◆ **THE DATA**
+-------+

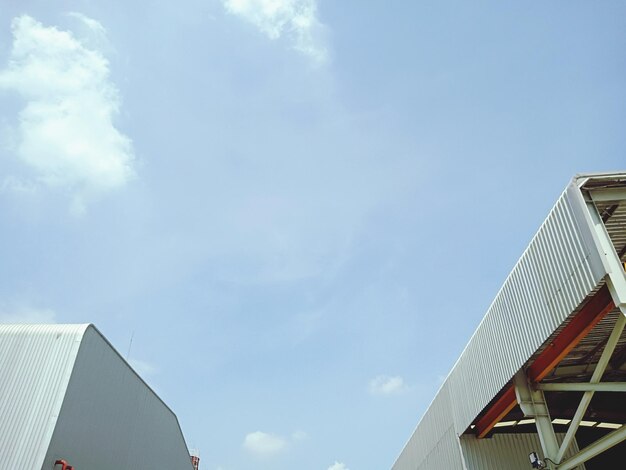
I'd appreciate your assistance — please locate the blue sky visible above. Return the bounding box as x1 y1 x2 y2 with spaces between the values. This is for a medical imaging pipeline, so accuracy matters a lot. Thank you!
0 0 626 470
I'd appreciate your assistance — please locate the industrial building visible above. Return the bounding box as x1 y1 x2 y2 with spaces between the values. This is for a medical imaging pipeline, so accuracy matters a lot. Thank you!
0 325 198 470
393 173 626 470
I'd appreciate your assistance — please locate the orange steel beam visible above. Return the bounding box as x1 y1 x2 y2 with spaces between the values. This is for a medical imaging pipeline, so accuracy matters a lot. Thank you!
475 285 615 439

+-------+

◆ **WHAT THE EXERCISE ASKS**
Rewrite the rows above as a numbered list, skipping any blank lines and omitting the pictures.

◆ **ANSWER TO THE PROBLEM**
1. I'd appreciate your assistance — please locate the blue sky visible above. Return the bounding box as x1 y1 x2 y2 with spaces between the values. This is for a medical imaging pipeline, so accuracy matters a lot. Thank you!
2. 0 0 626 470
3. I'd appreciate your assistance — please locate the industrial building visible above. Return the bounding box as x1 y1 x2 y2 with spaces between the values. This is for a medical imaging pipeline, so accuracy matters a lot. Thank you!
4. 0 325 198 470
5. 393 173 626 470
6. I'd appreciate your assistance — please locate the orange steel beam visible above. Return the bounding box as x1 y1 x2 y2 with spaces between the values. This is for a medical imaging pipeline, so accuracy matters a lot. Thank you!
7. 475 285 615 439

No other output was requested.